This black bean soup was no exception: lots of colourful vegetables superimposed on top of jet black black beans (Rancho Gordo’s Negro de Arbol beans). Bell pepper, carrots and corn with a dash of orange juice, cloves and liquid smoke for a Brazilian flare. The original soup was no-oil, but I opted for the oil-sautéed onion variation. I made the soup first and waited until dinnertime to make the plantain chips. The nuances of the maple-orange-cinnamon marinade for the baked plantain chips may have been lost on us, though. They also took twice as long to bake, but after Hannah’s recent gush of love for oven-baked plantain chips, I figured they may take longer.

┄┄┄┄┄┄┄┄┄┄

> _DIRECTION A_:
List every line of the records that contains the string "green", matching case exactly.
The text and the records have nothing to do with each other.

> _PROVIDED DATA_:
┄┄┄┄┄┄┄┄┄┄

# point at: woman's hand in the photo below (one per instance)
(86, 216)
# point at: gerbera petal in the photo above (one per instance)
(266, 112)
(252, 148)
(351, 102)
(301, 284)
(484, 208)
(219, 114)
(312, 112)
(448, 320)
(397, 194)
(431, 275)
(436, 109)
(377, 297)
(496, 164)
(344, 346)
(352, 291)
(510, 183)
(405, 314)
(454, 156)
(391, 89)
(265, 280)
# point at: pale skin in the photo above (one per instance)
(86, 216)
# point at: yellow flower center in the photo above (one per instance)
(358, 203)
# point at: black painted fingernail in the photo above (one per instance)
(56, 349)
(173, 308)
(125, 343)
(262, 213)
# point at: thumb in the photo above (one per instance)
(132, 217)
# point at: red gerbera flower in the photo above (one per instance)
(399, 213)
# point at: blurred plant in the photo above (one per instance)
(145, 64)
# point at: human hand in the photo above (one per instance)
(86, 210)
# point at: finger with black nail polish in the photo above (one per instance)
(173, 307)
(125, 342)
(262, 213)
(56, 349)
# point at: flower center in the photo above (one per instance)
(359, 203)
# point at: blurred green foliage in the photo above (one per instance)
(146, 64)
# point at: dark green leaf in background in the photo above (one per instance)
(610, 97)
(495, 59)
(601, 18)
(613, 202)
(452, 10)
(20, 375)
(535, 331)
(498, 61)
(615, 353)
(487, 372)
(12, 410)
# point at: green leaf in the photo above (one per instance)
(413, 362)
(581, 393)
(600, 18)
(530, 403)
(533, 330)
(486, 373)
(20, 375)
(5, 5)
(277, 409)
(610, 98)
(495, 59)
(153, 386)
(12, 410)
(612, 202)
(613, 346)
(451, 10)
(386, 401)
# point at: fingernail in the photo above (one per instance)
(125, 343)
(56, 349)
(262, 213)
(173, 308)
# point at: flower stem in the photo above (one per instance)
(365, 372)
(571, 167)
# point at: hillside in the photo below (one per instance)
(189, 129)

┄┄┄┄┄┄┄┄┄┄

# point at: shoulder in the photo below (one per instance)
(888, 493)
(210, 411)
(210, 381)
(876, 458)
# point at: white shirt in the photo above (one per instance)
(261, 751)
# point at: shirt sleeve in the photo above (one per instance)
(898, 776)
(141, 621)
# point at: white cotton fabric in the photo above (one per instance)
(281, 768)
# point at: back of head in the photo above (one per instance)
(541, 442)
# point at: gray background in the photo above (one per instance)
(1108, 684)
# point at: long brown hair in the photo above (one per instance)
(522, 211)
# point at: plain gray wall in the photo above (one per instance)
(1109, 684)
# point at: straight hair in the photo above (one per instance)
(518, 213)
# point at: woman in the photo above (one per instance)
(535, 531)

┄┄┄┄┄┄┄┄┄┄

> _DIRECTION B_:
In the black bean soup text, what three flavors made up the marinade for the baked plantain chips?

> _OUTPUT A_:
# point at: blurred green foliage in the photo above (one per instance)
# point at: dark green leaf in background in the photo above (one per instance)
# point at: green leaf in the photo above (one per instance)

> _OUTPUT B_:
Maple, orange, and cinnamon.